Expert Opinion

How can I encourage my child to be more independent?

This is crucial as it sets the foundation for your little’s confidence, decision-making skills, and their ability to manage in the world without you – for which there are increasing opportunities as they grow older. Independence is not about leaving your child to handle everything on their own – throwing them in at the deep end! But rather about teaching them the skills they need by creating opportunities for practice in a supportive environment.

 

Choices are your first step – So start by offering choices throughout the day. Instead of asking if they want to put on their coat, ask if they’d like to wear the blue one or the red one for example. Offering limited choices is empowering as it helps them practise decision-making without the stress of an open-ended choice (i.e. an open-ended choice would be “what do you want to wear?” which can be too tricky for young children).

Data section →
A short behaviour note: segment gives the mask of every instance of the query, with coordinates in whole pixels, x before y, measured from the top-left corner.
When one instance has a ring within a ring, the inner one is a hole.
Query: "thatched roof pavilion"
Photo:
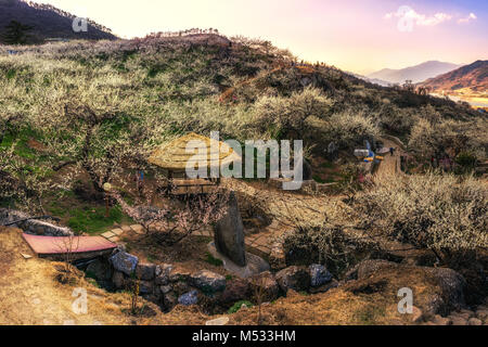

Tasks for this exercise →
- a) According to the expert opinion on children's independence, which things does independence set the foundation for? List them all.
- b) In the expert opinion on children's independence, what is the first step toward encouraging independence?
- c) In the expert opinion on children's independence, write out the passage starting at "This is crucial" and ending at "a supportive environment.", replacing "environment" with "setting".
The listing plays no part in this work.

Full answers →
- a)
- Your little one's confidence
- Decision-making skills
- Their ability to manage in the world without you

- b) The first step is offering choices throughout the day.

- c)
This is crucial as it sets the foundation for your little’s confidence, decision-making skills, and their ability to manage in the world without you – for which there are increasing opportunities as they grow older. Independence is not about leaving your child to handle everything on their own – throwing them in at the deep end! But rather about teaching them the skills they need by creating opportunities for practice in a supportive setting.